**TASK REQUIREMENTS:**
Please continue the reply below about xsimd and compiler auto-vectorization, picking up after its final sentence.

Hi Sasha,

Thanks for the advice. I didn't quite catch the point. Would you explain a bit 
the purpose of this proposal?

We do prefer compiler auto-vectorization to explicit simd code, even if the c++ 
code is slower than simd one (20% is acceptable IMO). And we do support runtime 
dispatch kernels based on target machine arch.

Then what is left to talk is how to deal with codes that are not 
auto-vectorizable but can be manually optimized with simd instructions. Looks 
your proposal is to do nothing more than adding appropriate compiler flags and 
wait for compilers become smarter in the future. I think this is a reasonable 
approach, probably is many cases. But if we do want to manually tune the code, 
I believe a simd library is the best way.

To me there's no "replacing" between xsimd and auto-vectorization, they just do 
their own jobs.

**DATASET:**

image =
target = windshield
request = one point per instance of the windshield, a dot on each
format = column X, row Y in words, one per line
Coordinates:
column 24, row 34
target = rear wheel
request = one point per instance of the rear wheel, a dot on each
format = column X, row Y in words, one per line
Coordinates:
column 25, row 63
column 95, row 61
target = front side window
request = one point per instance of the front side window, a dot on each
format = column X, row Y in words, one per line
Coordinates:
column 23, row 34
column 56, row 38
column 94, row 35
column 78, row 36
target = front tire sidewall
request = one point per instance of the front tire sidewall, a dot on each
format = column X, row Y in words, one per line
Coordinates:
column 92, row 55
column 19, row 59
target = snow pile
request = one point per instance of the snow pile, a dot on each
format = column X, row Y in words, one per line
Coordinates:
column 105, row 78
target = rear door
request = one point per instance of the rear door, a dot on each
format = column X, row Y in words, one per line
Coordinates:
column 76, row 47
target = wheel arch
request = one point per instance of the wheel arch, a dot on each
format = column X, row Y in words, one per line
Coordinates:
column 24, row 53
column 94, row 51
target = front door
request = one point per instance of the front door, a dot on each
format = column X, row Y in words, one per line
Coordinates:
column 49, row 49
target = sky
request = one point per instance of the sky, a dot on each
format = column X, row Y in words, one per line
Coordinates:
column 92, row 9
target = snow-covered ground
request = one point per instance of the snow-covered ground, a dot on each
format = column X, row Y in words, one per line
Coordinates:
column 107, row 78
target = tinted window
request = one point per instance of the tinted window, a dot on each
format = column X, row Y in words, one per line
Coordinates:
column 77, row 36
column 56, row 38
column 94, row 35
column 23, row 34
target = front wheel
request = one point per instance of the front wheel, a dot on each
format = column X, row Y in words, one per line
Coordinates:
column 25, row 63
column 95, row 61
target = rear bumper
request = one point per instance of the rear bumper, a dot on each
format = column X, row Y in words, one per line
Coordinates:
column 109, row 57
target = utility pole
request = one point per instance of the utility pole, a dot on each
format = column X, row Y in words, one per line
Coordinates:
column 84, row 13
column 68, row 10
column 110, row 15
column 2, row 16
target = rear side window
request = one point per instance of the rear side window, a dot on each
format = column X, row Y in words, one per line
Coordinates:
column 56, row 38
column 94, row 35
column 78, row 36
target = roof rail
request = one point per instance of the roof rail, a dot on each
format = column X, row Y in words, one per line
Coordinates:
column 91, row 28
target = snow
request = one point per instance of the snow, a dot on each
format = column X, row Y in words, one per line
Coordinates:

**FINAL RESULT:**
Yibo

-----Original Message-----
From: Sasha Krassovsky <krassovskysa...@gmail.com>
Sent: Wednesday, March 30, 2022 6:58 AM
To: dev@arrow.apache.org; emkornfi...@gmail.com
Subject: Re: [C++] Replacing xsimd with compiler autovectorization

xsimd has three problems I can think of right now:
1) xsimd code looks like normal simd code: you have to explicitly do loads and 
stores, you have to explicitly unroll and stride through your loop, and you 
have to explicitly process the tail of the loop. This makes writing a large 
number of kernels extremely tedious and error-prone. In comparison, writing a 
single three-line scalar for loop is easier to both read and write.
2) xsimd limits the freedom an optimizer has to select instructions and do 
other optimizations, as it's just a thin wrapper over normal intrinsics.
One concrete example would be if we wanted to take advantage of the dynamic 
dispatch instruction set xsimd offers, the loop strides would no longer be 
compile-time constants, which might prevent the compiler from performing loop 
unrolling (how would it know that the stride isn't just 1?)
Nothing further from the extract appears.